Task prompt:
Please show every line of the records below that contains the string "antelope", copying each line in full. Case counts.
== == ==
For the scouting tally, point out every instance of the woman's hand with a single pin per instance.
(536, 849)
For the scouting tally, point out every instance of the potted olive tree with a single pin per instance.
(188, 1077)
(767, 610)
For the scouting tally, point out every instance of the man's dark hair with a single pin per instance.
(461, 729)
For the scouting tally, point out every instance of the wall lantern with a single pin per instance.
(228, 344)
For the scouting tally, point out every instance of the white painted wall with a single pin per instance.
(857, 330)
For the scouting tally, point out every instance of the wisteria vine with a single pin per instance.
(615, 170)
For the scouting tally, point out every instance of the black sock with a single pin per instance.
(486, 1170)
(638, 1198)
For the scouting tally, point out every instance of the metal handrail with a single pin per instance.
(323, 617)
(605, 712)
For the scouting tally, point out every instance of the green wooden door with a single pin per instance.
== == ==
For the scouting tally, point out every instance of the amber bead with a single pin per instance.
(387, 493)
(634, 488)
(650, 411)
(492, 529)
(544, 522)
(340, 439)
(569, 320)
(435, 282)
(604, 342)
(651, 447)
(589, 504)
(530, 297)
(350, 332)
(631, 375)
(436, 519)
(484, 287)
== == ==
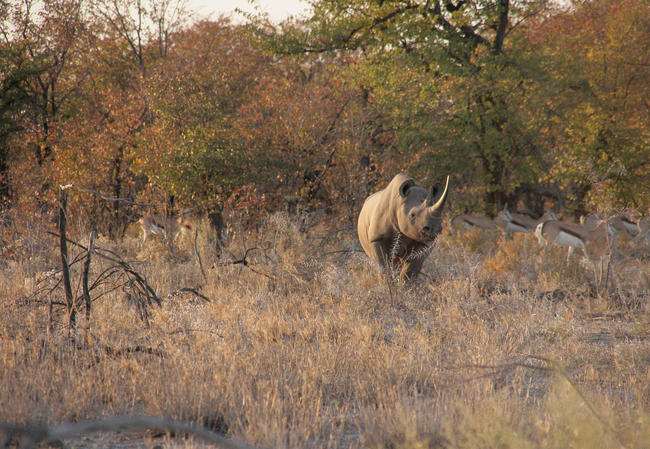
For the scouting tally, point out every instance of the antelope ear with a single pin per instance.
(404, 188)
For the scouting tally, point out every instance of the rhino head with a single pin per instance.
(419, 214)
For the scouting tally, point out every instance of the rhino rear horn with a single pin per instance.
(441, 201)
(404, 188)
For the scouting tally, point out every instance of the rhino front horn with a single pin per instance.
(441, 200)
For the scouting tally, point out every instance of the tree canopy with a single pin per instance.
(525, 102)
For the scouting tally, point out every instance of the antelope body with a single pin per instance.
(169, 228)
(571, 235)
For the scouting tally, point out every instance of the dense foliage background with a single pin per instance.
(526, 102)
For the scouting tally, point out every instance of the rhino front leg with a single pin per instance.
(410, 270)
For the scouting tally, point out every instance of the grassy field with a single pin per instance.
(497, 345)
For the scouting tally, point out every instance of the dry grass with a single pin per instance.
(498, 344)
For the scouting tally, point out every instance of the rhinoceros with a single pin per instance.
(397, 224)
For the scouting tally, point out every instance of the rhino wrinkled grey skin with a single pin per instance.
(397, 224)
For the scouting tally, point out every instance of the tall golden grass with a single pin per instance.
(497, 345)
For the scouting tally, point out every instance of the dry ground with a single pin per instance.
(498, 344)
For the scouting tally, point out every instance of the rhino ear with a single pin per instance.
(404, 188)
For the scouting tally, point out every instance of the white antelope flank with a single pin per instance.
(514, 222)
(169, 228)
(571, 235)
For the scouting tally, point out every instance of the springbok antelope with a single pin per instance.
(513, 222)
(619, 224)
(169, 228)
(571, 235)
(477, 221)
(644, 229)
== == ==
Task answer:
For the scouting tally, point out every instance of the antelope ear with a single pin per instance.
For the scouting tally, point out every instance of the antelope body with a single pin per instance.
For the scouting tally, point out every instance of the white antelope flank with a single pin per instance.
For the scouting tally, point out every instance of the springbok antelope with a single pin per instance.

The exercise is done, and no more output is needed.